■ EXERCISE BRIEF
Return each line of the listing below that contains the word "plastic", copied in full and unchanged.

■ RECORDS FOR THIS EXERCISE

• • • • • • •

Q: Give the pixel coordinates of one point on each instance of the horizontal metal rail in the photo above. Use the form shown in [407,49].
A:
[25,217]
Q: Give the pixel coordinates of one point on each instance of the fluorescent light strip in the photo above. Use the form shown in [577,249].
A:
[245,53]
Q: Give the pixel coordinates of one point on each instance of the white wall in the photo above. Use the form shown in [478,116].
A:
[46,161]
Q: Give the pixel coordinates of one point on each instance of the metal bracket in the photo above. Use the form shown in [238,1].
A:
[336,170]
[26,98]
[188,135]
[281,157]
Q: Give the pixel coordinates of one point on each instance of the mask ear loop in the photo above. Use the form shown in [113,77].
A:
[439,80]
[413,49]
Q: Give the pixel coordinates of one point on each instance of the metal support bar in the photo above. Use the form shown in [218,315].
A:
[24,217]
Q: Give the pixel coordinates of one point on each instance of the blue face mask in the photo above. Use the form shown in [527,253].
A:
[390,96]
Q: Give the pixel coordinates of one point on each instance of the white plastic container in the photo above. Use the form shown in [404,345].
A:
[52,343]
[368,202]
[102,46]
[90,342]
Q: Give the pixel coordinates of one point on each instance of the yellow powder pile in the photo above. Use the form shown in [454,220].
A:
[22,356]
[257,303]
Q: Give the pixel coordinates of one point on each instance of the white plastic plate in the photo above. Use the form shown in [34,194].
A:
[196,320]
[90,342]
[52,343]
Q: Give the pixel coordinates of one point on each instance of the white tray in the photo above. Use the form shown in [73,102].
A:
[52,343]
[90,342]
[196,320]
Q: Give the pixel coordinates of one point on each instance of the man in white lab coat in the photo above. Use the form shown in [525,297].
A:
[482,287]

• • • • • • •

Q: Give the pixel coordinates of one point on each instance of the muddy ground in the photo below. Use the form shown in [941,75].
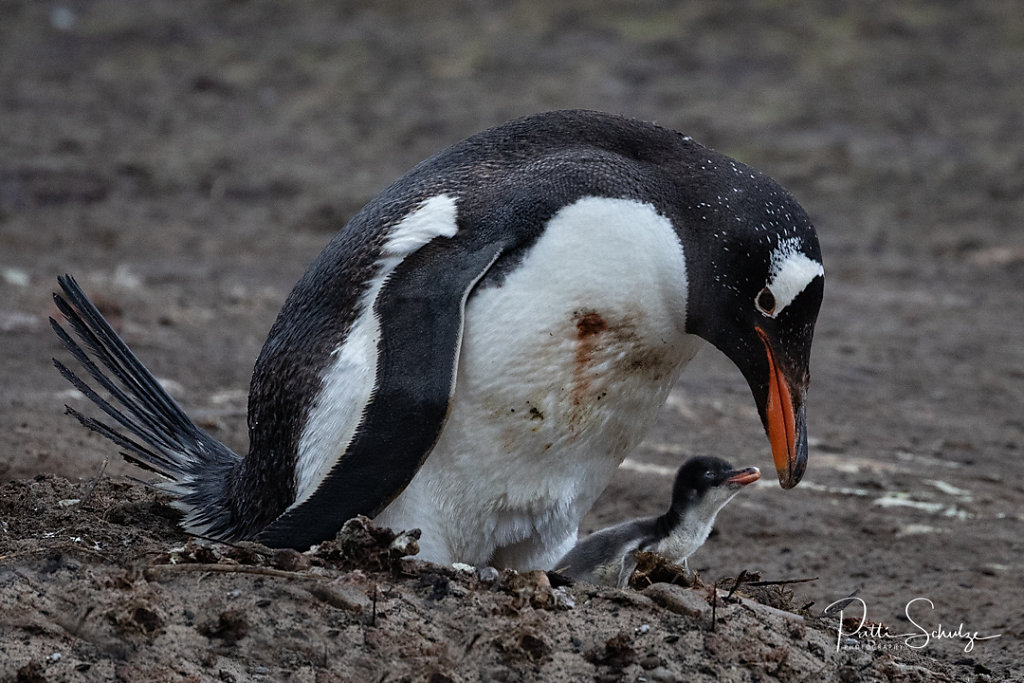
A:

• • • • • • •

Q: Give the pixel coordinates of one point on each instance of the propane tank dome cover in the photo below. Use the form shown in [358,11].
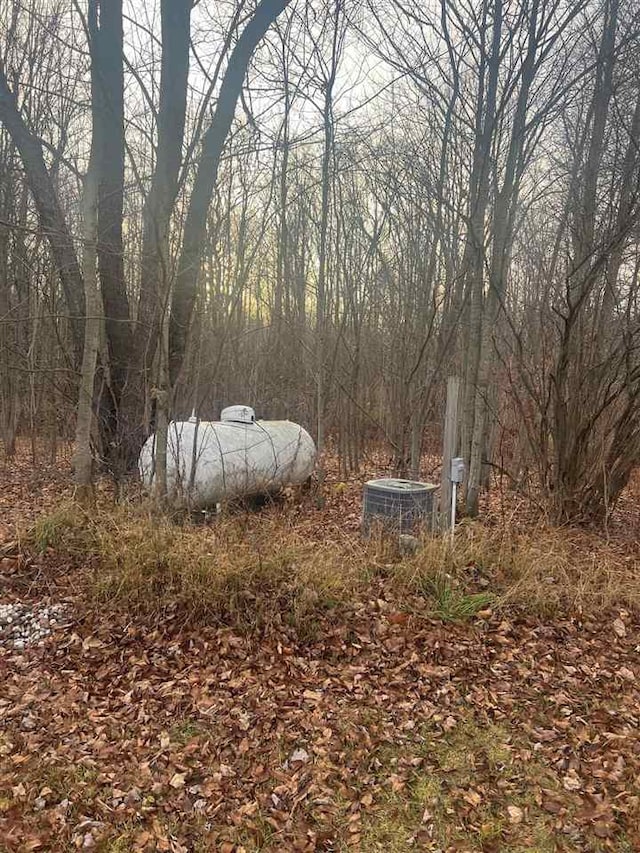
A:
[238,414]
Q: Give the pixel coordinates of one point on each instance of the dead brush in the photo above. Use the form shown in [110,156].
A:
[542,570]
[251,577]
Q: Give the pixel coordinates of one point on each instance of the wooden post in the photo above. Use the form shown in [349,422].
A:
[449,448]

• • • • • • •

■ ANSWER TO THE PROBLEM
Q: Give the pixel coordinates of one point on each instance of the white plastic container in the photo above. Use the form shown in [404,345].
Q: Give the pixel coordinates of one point on each instance of the white plastic plate in the photo above. Use the form shown in [34,194].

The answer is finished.